REQUIREMENT A:
Retype the dataset rows exactly, everything from the line containing "Task: spot one point per instance of the person in gray" down to the end of the rows.

It's also like playing the drums, my human brain is not able to play 4 separate parts corresponding to my 4 limbs, so I wonder if you are really humans?
Of course I'm kidding, but my question is serious, can you learn to divide your mind into three or four parts, or do you have to be predisposed for that?


----------



## Angora (Aug 24, 2021)

I would advise you not to look at piano and drums in this way, it makes it harder than it really is, it's not really about playing 3 or 4 parts separate from each other, it's about playing each hand in relation to the other !

It's not really something like that : I learn the melody left hand perfectly and then once it's done the right hand and after that I pray that it all works together.
It's rather that from the beginning, with the score you learn to understand when the right hand plays alone, then when the two hands play together, or when the left hand plays alone, and slowly the two hands synchronize, by dint of practice many pianists don't even think about that anymore, hence this impression of perfect independence, but that's the result you see there, Not the way !


----------



## FlyingAndi (Aug 24, 2021)

Some guitarists are just as bad


----------



## lychee (Aug 24, 2021)

Angora said:


> I would advise you not to look at piano and drums in this way, it makes it harder than it really is, it's not really about playing 3 or 4 parts separate from each other, it's about playing each hand in relation to the other !
> 
> It's not really something like that : I learn the melody left hand perfectly and then once it's done the right hand and after that I pray that it all works together.
> It's rather that from the beginning, with the score you learn to understand when the right hand plays alone, then when the two hands play together, or when the left hand plays alone, and slowly the two hands synchronize, by dint of practice many pianists don't even think about that anymore, hence this impression of perfect independence, but that's the result you see there, Not the way !



Yes, of course there is certainly a version that simplifies all this by saying this hand plays such an chord in such a time and such other such notes at a given time.
But even with that, I would have a hard time not having one hand influencing the other and ultimately disorganizing the whole thing.
I have the impression that the cabling of my brain was not made for multitasking.



FlyingAndi said:


> Some guitarists are just as bad




You won, now I hate guitarists too!


----------



## mybadmemory (Aug 24, 2021)

Learning hand independence is like learning to ride a bike. You can do it, and once you passed a certain threshold, it’s just comes natural.

And it’s not really playing many melodies at once, but rather about playing one melody using different parts of your body for each note.


----------



## mybadmemory (Aug 24, 2021)

I’m sure you already do lots of things where many different parts of your body is used for different things at once. This is just another thing like it!


----------



## rudi (Aug 24, 2021)

The Rosanna Half Time shuffle by Jeff Porcaro... not just how he blends the various elements simulteanously... but gives it an amazing feel:


----------



## lychee (Aug 24, 2021)

REQUIREMENT B:
Echo the forum thread on playing with independent hands exactly, everything from "Of course I'm" down to "predisposed for that?".

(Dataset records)
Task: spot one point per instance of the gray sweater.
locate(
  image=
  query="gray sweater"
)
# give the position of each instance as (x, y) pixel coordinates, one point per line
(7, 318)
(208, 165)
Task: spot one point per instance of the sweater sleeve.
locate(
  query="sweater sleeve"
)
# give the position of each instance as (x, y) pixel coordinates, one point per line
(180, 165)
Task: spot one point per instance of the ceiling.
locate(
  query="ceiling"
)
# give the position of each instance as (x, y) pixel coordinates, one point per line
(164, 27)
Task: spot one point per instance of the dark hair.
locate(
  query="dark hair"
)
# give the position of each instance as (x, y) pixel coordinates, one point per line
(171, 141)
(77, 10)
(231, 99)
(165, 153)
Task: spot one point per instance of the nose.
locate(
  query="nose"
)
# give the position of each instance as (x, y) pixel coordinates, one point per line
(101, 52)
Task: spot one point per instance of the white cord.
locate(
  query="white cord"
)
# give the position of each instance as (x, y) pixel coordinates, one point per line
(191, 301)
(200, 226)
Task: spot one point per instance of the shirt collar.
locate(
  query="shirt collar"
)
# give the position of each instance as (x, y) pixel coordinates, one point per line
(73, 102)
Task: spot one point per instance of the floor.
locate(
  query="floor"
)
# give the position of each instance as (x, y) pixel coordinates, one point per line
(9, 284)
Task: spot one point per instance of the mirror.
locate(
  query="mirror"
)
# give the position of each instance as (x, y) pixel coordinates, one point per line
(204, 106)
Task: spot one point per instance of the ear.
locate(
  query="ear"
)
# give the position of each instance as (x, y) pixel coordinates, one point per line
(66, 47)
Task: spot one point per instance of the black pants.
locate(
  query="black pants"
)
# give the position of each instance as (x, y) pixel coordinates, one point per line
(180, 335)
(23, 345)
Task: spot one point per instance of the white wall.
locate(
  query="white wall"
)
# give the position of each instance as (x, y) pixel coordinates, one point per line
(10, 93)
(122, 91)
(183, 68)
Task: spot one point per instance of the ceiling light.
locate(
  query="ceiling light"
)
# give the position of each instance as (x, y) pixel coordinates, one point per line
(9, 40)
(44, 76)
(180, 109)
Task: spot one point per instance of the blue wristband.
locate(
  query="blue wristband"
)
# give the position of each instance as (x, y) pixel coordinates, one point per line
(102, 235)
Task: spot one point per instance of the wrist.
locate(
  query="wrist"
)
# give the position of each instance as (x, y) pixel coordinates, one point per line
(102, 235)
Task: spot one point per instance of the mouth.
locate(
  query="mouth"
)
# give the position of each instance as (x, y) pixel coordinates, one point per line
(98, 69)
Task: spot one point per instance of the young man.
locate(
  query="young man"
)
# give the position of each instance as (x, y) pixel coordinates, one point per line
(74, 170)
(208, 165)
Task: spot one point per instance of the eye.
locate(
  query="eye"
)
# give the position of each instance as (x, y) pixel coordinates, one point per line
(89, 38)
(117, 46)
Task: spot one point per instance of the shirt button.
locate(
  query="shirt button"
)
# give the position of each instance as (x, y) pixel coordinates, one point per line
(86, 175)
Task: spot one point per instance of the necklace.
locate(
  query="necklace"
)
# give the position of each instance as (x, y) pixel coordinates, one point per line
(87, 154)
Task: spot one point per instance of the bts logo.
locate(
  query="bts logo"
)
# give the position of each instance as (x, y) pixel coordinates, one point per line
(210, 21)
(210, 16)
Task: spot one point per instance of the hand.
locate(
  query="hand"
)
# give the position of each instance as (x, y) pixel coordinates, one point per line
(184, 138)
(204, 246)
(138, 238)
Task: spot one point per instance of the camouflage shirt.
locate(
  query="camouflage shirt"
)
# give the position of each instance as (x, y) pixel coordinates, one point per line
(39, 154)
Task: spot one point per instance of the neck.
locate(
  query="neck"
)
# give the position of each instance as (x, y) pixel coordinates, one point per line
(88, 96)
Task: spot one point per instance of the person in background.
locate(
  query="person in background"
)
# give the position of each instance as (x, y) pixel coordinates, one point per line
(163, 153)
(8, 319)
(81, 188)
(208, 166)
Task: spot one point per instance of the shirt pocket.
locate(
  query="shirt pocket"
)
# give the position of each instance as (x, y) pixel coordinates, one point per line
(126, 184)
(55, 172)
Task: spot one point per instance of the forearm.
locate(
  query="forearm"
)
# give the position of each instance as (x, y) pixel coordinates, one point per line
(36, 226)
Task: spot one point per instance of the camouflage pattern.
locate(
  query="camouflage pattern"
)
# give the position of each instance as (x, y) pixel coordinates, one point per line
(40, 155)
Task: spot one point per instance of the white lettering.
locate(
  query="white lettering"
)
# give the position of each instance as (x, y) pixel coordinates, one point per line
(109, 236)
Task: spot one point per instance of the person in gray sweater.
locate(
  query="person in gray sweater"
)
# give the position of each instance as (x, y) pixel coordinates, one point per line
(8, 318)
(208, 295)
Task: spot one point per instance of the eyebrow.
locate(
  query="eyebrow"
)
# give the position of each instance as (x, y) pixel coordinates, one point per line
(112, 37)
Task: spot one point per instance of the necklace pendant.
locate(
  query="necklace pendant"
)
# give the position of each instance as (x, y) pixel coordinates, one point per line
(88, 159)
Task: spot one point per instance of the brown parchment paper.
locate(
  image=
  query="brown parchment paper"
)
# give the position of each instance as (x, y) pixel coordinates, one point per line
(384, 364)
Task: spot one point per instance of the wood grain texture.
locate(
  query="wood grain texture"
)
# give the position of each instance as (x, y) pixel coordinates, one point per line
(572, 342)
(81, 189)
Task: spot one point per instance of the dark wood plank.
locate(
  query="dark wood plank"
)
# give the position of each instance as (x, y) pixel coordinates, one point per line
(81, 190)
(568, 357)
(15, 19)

WRITTEN SOLUTION A:
Task: spot one point per instance of the person in gray sweater.
locate(
  query="person in gray sweater"
)
# give the position of each instance as (x, y) pixel coordinates, one point per line
(8, 318)
(208, 295)
Task: spot one point per instance of the eyebrow.
locate(
  query="eyebrow"
)
# give the position of each instance as (x, y) pixel coordinates, one point per line
(112, 37)
Task: spot one point per instance of the necklace pendant.
locate(
  query="necklace pendant"
)
# give the position of each instance as (x, y) pixel coordinates, one point per line
(88, 159)
Task: spot one point per instance of the brown parchment paper.
locate(
  image=
  query="brown parchment paper"
)
# give the position of each instance as (x, y) pixel coordinates, one point per line
(384, 364)
Task: spot one point per instance of the wood grain texture.
locate(
  query="wood grain texture"
)
# give the position of each instance as (x, y) pixel coordinates, one point per line
(572, 342)
(81, 189)
Task: spot one point per instance of the dark wood plank.
locate(
  query="dark wood plank"
)
# give the position of each instance as (x, y) pixel coordinates, one point per line
(81, 190)
(568, 357)
(15, 19)

WRITTEN SOLUTION B:
Of course I'm kidding, but my question is serious, can you learn to divide your mind into three or four parts, or do you have to be predisposed for that?